● **TRECHO DO DOCUMENTO**
----

O casario comercial dos Brejos, da Quinta do Conde e de Fernão Ferro estão bem representados no livro, embora não cheguem a ser tão exuberantes como certas bordas de estrada minhotas ou durienses.
São conhecidas as razões deste surreal estado de coisas. Após a revolução de 1974, o sistema jurídico e administrativo português alterou-se profundamente, replicando as estruturas do Estado central a nível autárquico e criando um sistema de dois poderes de governação que as mais das vezes competem em vez de cooperar. Um cínico diria que esta bem intencionada duplicação de poderes, além de fornecer instrumentos de representatividade a nível local, ofereceu uma oportunidade dourada para criar uma hidra de clientelismo político-partidário e fortalecer, sobretudo através das derramas, redes de influência entre autarcas e empresários – em particular os da construção civil.
O certo é que o licenciamento imobiliário cedo se tornou a principal fonte de financiamento municipal e uma espiral de construção desenfreada se verteu sobre todo o país, sem controlo, regras ou dever de obediência a (já de si lacunares) planos de ordenamento do território.
O resultado, sabemos, está à vista: basta olhar em volta para a notável criatividade arquitectónica e variedade decorativa do casario nacional – em si, interessante contraponto do urbanismo britânico, marcado pela estrita e, admitamos, aborrecida homogeneidade construtiva e ornamental.

----

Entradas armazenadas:
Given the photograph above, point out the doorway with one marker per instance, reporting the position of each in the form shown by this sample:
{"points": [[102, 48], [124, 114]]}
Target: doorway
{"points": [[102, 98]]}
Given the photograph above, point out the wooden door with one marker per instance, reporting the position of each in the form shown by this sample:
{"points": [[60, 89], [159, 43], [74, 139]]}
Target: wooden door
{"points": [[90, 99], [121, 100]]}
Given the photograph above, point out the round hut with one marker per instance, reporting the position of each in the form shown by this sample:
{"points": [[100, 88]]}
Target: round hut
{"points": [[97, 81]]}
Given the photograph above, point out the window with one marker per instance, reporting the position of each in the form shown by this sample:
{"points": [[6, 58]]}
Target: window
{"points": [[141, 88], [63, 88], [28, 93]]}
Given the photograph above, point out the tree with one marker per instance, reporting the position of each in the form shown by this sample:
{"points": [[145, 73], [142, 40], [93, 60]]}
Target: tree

----

● **DETALHES DA TAREFA**
Reescreva o trecho do texto sobre o casario português desde "São conhecidas as" até "da construção civil.", inclusive, trocando "hidra" por "teia".

● **RESPOSTA À TAREFA**
São conhecidas as razões deste surreal estado de coisas. Após a revolução de 1974, o sistema jurídico e administrativo português alterou-se profundamente, replicando as estruturas do Estado central a nível autárquico e criando um sistema de dois poderes de governação que as mais das vezes competem em vez de cooperar. Um cínico diria que esta bem intencionada duplicação de poderes, além de fornecer instrumentos de representatividade a nível local, ofereceu uma oportunidade dourada para criar uma teia de clientelismo político-partidário e fortalecer, sobretudo através das derramas, redes de influência entre autarcas e empresários – em particular os da construção civil.